*What needs to be done*
Set down the passage of the podcast episode notes below from "1. Reevaluate your" to "her highly-capable team.", word for word.

*Source extract*
********************
What does it actually take to scale a nonprofit without losing culture or clarity along the way?

There’s no one better to show us the way than Melissa Russell.

Melissa carries a wealth of nonprofit leadership experience as the current President of charity: water and former President of International Justice Mission (IJM), where she’s strengthened clarity and culture through seasons of growth and created environments where both results and people matter.

Charity: water is an incredible organization. Not only have they funded over 186,000 water projects in 29 countries, but their innovation to engage donors in seeing exactly where their donation goes is second to none.

In this conversation, you’ll hear how Melissa found her way into nonprofit leadership (or rather, how it found her), along with what she’s learned in such high-level roles about leadership, vision-casting, culture, and innovation.

Listen in!


Links


Key Takeaways

  1. Reevaluate your definition of success as you shift roles throughout your career. Any time your role changes, your definition of success typically should as well. Once Melissa moved into leadership, her definition of success shifted to support, empowerment, and team-wide outcomes. It wasn’t about whether or not she could personally be the one to raise $10M anymore, for example. That wasn’t actually her job. But she now had to be capable of leading the people whose job it was. She had to pull the best ideas and performance out of her highly-capable team.

  2. Don’t undervalue the power of your 2030 vision. Yes, most nonprofits have set a vision for the next 5 years. Yes, there’s value for how you’re engaging donors with that vision. But this also has immense value for your internal team’s alignment, so they have the clarity of where you all are headed together.

  3. Nurture innovation with margin and empowerment. Innovation requires margin from a time perspective and a financial perspective. But it also requires permission from leadership, both spoken and felt. While we can protect our organization from over-spending on new ideas by monitoring performance closely, we can’t ask our team to be innovative if we’re not giving them the actual space and permission to be.


Meet the Guest

Melissa Russell has over 20 years of experience leading and scaling mission-driven organizations. Before joining charity:water, Melissa spent over 16 years at International Justice Mission (IJM), where she served as President of North America, Chief Advancement Officer, and Chair of Global Revenue. Across her career, she has helped drive more than $1.5 billion in philanthropic revenue, while uniting global teams around a common purpose. Melissa earned both her BS in Journalism and MA in Advertising from The University of Texas at Austin.
********************
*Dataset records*
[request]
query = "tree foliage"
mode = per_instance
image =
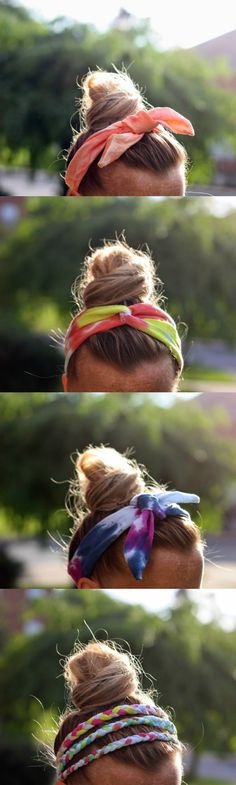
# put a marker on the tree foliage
(38, 88)
(192, 665)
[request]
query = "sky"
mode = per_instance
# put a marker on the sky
(181, 23)
(217, 603)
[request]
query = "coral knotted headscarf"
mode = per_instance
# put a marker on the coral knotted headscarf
(115, 139)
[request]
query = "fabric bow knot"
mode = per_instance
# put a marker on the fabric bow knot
(138, 518)
(116, 138)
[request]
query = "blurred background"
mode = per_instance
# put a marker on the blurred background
(186, 441)
(43, 243)
(194, 630)
(185, 59)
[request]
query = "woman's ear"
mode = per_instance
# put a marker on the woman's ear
(87, 583)
(65, 388)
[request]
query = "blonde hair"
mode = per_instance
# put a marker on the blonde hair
(117, 273)
(106, 481)
(112, 96)
(99, 676)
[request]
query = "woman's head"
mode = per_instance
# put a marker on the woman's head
(154, 165)
(123, 358)
(104, 682)
(120, 542)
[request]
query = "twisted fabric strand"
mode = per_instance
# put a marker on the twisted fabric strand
(147, 715)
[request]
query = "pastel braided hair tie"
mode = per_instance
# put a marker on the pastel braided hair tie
(138, 519)
(165, 730)
(145, 317)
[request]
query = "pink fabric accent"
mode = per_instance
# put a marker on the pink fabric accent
(118, 137)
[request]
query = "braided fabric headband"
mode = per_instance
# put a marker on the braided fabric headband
(147, 715)
(116, 138)
(144, 317)
(138, 518)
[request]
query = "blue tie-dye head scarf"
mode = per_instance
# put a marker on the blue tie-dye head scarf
(138, 517)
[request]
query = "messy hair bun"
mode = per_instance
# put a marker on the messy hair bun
(108, 97)
(119, 274)
(100, 674)
(106, 480)
(116, 273)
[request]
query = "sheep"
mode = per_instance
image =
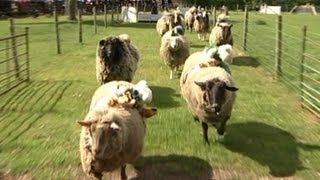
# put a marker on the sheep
(116, 59)
(174, 49)
(223, 53)
(168, 21)
(222, 18)
(111, 135)
(201, 25)
(209, 93)
(190, 17)
(221, 34)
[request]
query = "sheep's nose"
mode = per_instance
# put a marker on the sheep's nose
(95, 151)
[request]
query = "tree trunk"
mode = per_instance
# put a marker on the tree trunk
(72, 5)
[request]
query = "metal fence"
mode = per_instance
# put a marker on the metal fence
(14, 59)
(286, 50)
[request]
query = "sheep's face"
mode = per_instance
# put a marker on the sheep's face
(106, 138)
(213, 95)
(174, 43)
(111, 49)
(226, 30)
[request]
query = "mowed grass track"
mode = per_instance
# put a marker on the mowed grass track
(268, 135)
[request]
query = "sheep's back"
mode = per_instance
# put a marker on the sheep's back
(192, 92)
(174, 58)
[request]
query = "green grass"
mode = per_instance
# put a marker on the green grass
(269, 134)
(262, 41)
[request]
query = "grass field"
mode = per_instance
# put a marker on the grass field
(268, 136)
********************
*Solution*
1. Reevaluate your definition of success as you shift roles throughout your career. Any time your role changes, your definition of success typically should as well. Once Melissa moved into leadership, her definition of success shifted to support, empowerment, and team-wide outcomes. It wasn’t about whether or not she could personally be the one to raise $10M anymore, for example. That wasn’t actually her job. But she now had to be capable of leading the people whose job it was. She had to pull the best ideas and performance out of her highly-capable team.